Exercise aim —
The answer must be an exact copy of the records below, with every picture left out.

********************

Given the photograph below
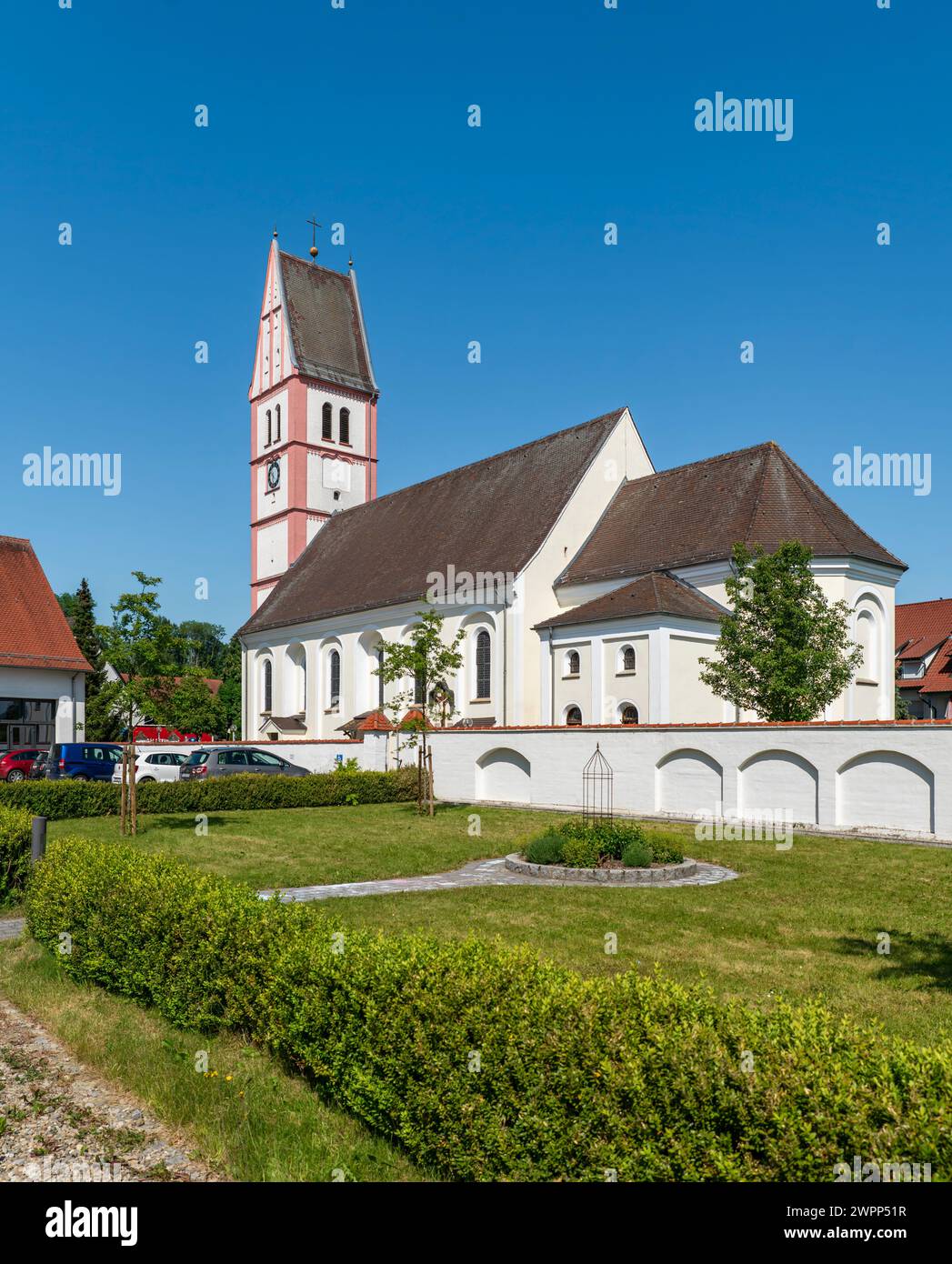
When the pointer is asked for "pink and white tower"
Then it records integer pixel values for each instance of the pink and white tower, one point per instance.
(314, 411)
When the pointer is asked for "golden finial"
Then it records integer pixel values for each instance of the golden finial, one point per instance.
(315, 226)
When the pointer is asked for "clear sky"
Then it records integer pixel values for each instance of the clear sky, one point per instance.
(496, 234)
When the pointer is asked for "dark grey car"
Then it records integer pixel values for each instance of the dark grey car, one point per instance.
(226, 760)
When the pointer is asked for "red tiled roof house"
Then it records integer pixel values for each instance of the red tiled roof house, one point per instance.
(925, 657)
(42, 670)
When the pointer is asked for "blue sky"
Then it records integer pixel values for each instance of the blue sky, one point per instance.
(495, 234)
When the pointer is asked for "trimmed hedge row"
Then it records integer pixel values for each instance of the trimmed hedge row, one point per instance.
(14, 852)
(487, 1063)
(62, 800)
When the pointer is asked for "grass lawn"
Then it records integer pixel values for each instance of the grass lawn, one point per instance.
(277, 1130)
(307, 846)
(805, 922)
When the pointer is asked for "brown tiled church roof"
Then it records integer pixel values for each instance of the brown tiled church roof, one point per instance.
(326, 324)
(33, 628)
(489, 516)
(696, 514)
(657, 593)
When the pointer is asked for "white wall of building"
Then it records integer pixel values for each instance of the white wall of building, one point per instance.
(65, 689)
(884, 777)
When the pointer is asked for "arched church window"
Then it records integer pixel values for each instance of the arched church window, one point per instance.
(334, 671)
(483, 665)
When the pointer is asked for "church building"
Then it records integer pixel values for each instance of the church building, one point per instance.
(588, 584)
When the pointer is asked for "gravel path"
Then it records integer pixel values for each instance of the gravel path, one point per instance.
(60, 1123)
(476, 874)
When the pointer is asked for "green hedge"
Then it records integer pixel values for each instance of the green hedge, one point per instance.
(62, 800)
(576, 1078)
(15, 830)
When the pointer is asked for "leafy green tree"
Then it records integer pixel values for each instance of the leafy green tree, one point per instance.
(430, 663)
(191, 707)
(230, 690)
(141, 646)
(784, 651)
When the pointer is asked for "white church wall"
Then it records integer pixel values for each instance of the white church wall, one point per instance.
(880, 777)
(622, 456)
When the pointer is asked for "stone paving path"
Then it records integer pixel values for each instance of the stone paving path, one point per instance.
(60, 1121)
(478, 874)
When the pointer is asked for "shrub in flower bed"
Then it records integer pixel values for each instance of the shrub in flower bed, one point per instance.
(14, 852)
(61, 800)
(586, 845)
(576, 1078)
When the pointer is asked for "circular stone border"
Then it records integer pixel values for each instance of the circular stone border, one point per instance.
(624, 876)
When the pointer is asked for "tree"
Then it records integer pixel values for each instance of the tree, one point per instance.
(784, 651)
(429, 663)
(230, 690)
(191, 707)
(141, 646)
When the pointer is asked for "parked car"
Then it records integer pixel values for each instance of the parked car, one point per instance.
(153, 767)
(15, 765)
(83, 761)
(220, 762)
(38, 768)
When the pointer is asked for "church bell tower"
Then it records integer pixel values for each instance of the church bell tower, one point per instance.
(314, 411)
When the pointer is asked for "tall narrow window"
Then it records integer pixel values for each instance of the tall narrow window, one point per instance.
(483, 665)
(334, 663)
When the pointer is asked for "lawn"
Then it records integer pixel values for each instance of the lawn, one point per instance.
(252, 1120)
(307, 846)
(805, 923)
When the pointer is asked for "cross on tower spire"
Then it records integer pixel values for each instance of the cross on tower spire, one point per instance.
(315, 226)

********************

Written solution —
Given the photograph below
When the pointer is asked for "pink and white tower"
Then it records integer pixel values for each instance of the pink and white tower, one point per instance.
(314, 411)
When the pointer is asked for "golden finial"
Then it records integer pixel values for each instance of the golden finial, one point per instance.
(315, 226)
When the pointer is asked for "clear sky"
Then it records integer pixel values for each instance of the clear sky, one point per instance.
(496, 234)
When the pointer is asked for "dark grey car"
Then it records integer pixel values for each instance of the dark grey car, one point per instance.
(226, 760)
When the pointer is asked for "red tiled roof house"
Then it records integer pixel values for each instance of the red tiled roof house, one point per instance.
(925, 657)
(42, 670)
When the pointer is asked for "blue sky"
Then it records integer pixel values for each instance of the blue sky, one point per instance.
(495, 234)
When the pointer is asked for "trimmed hedge row"
Then it records integer pixel values for each instance of the trimmed hedge row, one point per instance.
(14, 852)
(487, 1063)
(62, 800)
When the pointer is asked for "grass lawn"
Then it records integer pixel values for each instance of the grass lawn, one point per instance.
(277, 1130)
(307, 846)
(805, 922)
When the pointer is asked for "brown tiled church roof"
Then it records integer pixel values for each instance of the brown tiled church roof, one point per instance.
(326, 324)
(33, 628)
(489, 516)
(696, 514)
(657, 593)
When the pointer is asked for "white wall of building"
Then it records integer pixel values for each instance of the white wall of building, one point per instance.
(65, 689)
(884, 777)
When the pointer is asked for "arched church window"
Then it records integer pixel values for each instance of the arched church window, one point per instance.
(334, 671)
(483, 665)
When the pointer is asked for "church building"
Then it records integer pixel values for each instance of the church building, one point per instance.
(588, 584)
When the pointer is asked for "gravel path"
Then it records integer pixel values for each instance of the gravel path, one point per instance.
(60, 1123)
(476, 874)
When the pointer is asked for "green hedge"
Then it records integer pixel values for each instance of the green hedge, one point per instance.
(62, 800)
(576, 1078)
(15, 830)
When the pointer is asked for "leafy green tree"
Then it records integer pixel values for each instance of the leafy green tree, one point per instance.
(430, 663)
(191, 707)
(230, 690)
(141, 646)
(784, 651)
When the pointer is asked for "white church wall"
Then it records integer pixel values for each instance of the white church wall, one point per instance.
(880, 777)
(622, 456)
When the pointer is asked for "stone paving path"
Then it records integer pixel values for each instance of the stone paving path, one point per instance.
(60, 1121)
(478, 874)
When the pointer is asked for "shrub in flower bed"
Then it records integer pixel values for each instance of the shrub in flower bed, one point per instance.
(14, 852)
(61, 800)
(586, 845)
(576, 1078)
When the pointer is asked for "circular stone border"
Then it records integer pixel values for each instance of the circular stone border, one point per instance.
(624, 876)
When the pointer is asked for "tree"
Then it records integer pixel values for each instance of the tree, one point per instance.
(784, 651)
(429, 663)
(230, 690)
(191, 707)
(141, 646)
When the pointer is asked for "parked car"
Then it records integer pixel values for each instance of the parked car, one point per instance.
(153, 767)
(15, 765)
(83, 761)
(220, 762)
(38, 768)
When the pointer is asked for "church bell tower"
Then it records integer pixel values for each instance of the church bell tower, one point per instance.
(314, 411)
When the pointer is asked for "tall narrow window"
Then it records integer pixel values for each instance of the tall narrow window, one point per instance.
(483, 665)
(334, 663)
When the pointer is asked for "lawn"
Then it records integer pixel values for each instance of the lawn, one point per instance.
(252, 1120)
(307, 846)
(805, 923)
When the pointer is asked for "cross on tower spire"
Then it records integer pixel values for each instance of the cross on tower spire, one point per instance.
(315, 226)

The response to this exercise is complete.